Texte extrait:
==================================================
Ce matin un commentaire d'Alain B. et voilà mon projet de note autour de Montaigne et de l'émission de jeudi dernier, Une vie, une Œuvre, repoussé à un autre jour, parce qu'Alain cite un voyage en Vendômois, à la Possonière, manoir de Ronsard.
J'ai, à la suite de mes lectures de Michel Chaillou le "sentiment géographique" très développé qui m'est un puissant excitant à l'ouverture d'une œuvre.
Je ne quitterai donc point ce cher XVIe siècle, j'ouvre les Amours de Marie, cette brune Fleur angevine, paysanne pucelle de quinze ans. Alain soutient que Ronsard est le poète le moins superficiel de la langue française ; ça me chiffonne un peu pour mon Du Bellay préféré.
J'ai passé un après-midi enchanteur et ensoleillé dans les allitérations, les pétraquismes, les yeux, les poils, les roses, les herbages, les tétins, les aporismes et l'élégie la plus ivre : je suis revenu avec ce geste désespéré que j'adresse à Alain, mon compagnon de bord de mer qui a le mal de mer, mais célèbre si bien dans ses images et la mer, et les roses, et la femme.
==================================================
Vos tâches:
1 - Résumez le texte sur Ronsard en deux phrases.
2 - Poursuivez le texte sur Ronsard après sa dernière phrase.
Les enregistrements qui suivent viennent d'une autre source.

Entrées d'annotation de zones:
==================================================
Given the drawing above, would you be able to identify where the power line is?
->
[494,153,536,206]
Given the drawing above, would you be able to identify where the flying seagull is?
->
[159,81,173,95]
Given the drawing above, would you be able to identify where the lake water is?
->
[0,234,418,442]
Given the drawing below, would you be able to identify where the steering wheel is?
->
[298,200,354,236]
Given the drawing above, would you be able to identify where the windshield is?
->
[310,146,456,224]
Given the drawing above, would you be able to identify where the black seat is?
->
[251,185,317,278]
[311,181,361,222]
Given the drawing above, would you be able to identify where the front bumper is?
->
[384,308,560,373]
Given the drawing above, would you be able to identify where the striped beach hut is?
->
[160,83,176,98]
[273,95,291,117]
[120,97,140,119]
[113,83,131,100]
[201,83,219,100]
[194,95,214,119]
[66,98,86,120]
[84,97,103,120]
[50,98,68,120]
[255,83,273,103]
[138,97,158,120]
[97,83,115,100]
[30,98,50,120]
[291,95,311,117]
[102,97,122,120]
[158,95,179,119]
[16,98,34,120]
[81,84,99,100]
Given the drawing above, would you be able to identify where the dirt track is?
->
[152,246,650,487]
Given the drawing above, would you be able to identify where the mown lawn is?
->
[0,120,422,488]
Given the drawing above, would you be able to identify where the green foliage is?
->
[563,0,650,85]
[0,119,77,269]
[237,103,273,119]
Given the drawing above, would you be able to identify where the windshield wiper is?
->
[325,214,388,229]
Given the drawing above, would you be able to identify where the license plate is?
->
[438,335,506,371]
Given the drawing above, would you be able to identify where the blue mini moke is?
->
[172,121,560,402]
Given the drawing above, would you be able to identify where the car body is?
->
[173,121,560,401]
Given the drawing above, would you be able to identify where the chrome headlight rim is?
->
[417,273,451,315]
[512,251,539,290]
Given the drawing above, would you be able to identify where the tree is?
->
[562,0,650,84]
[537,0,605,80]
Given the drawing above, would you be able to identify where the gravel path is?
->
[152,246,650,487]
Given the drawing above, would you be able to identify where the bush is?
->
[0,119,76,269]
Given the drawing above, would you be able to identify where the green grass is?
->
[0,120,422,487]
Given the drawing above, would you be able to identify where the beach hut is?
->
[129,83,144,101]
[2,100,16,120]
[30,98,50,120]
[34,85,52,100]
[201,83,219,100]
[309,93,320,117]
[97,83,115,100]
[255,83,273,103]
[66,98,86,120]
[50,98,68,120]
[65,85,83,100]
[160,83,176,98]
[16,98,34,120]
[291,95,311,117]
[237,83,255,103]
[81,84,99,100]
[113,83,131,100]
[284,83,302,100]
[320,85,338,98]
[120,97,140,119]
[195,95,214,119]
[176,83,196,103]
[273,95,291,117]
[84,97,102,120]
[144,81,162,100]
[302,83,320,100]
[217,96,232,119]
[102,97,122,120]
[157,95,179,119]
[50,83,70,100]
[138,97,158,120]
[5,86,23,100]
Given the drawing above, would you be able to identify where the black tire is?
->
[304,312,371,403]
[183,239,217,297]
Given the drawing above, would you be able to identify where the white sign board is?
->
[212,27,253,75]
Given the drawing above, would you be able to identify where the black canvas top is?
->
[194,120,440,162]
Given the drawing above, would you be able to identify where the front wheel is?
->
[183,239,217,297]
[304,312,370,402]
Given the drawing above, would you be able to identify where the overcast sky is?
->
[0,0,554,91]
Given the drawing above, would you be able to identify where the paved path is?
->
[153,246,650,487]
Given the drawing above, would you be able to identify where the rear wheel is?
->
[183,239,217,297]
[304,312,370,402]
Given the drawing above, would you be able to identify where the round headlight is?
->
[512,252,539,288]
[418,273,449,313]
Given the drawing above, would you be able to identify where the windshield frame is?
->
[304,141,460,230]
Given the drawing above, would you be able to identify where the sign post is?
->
==================================================
Réponses par tâche:
1 - Un commentaire d'Alain B., qui parle d'un voyage à la Possonière, manoir de Ronsard, pousse l'auteur à remettre à plus tard sa note sur Montaigne et à ouvrir les Amours de Marie, même si l'idée d'Alain que Ronsard serait le poète le moins superficiel de la langue française le chiffonne un peu à cause de Du Bellay. Il passe un après-midi enchanteur et ensoleillé dans ces poèmes et en revient avec un geste désespéré qu'il adresse à Alain.

2 -
Je veux, me souvenant de ma gentille Amie,
Boire ce soir d'autant, et pource, Corydon,
Fais remplir mes flacons, et verse à l'abandon
Du vin pour réjouir toute la compagnie.

Soit que m'amie ait nom ou Cassandre ou Marie,
Neuf fois je m'en vais boire aux lettres de son nom,
...........................................................
..........................................................
Gagnons ce jour ici, trompons notre trépas :
Peut-être que demain nous ne reboirons pas.
S'attendre au lendemain n'est pas chose trop prête.



et trois sonnets plus loin, cette épitaphe désespérée


Celui qui gît ici sans cœur était vivant,
Et trépassa sans cœur, et sans cœur il repose
.



Le moins superficiel ? Ne sais. L'un des plus graves, souventes fois.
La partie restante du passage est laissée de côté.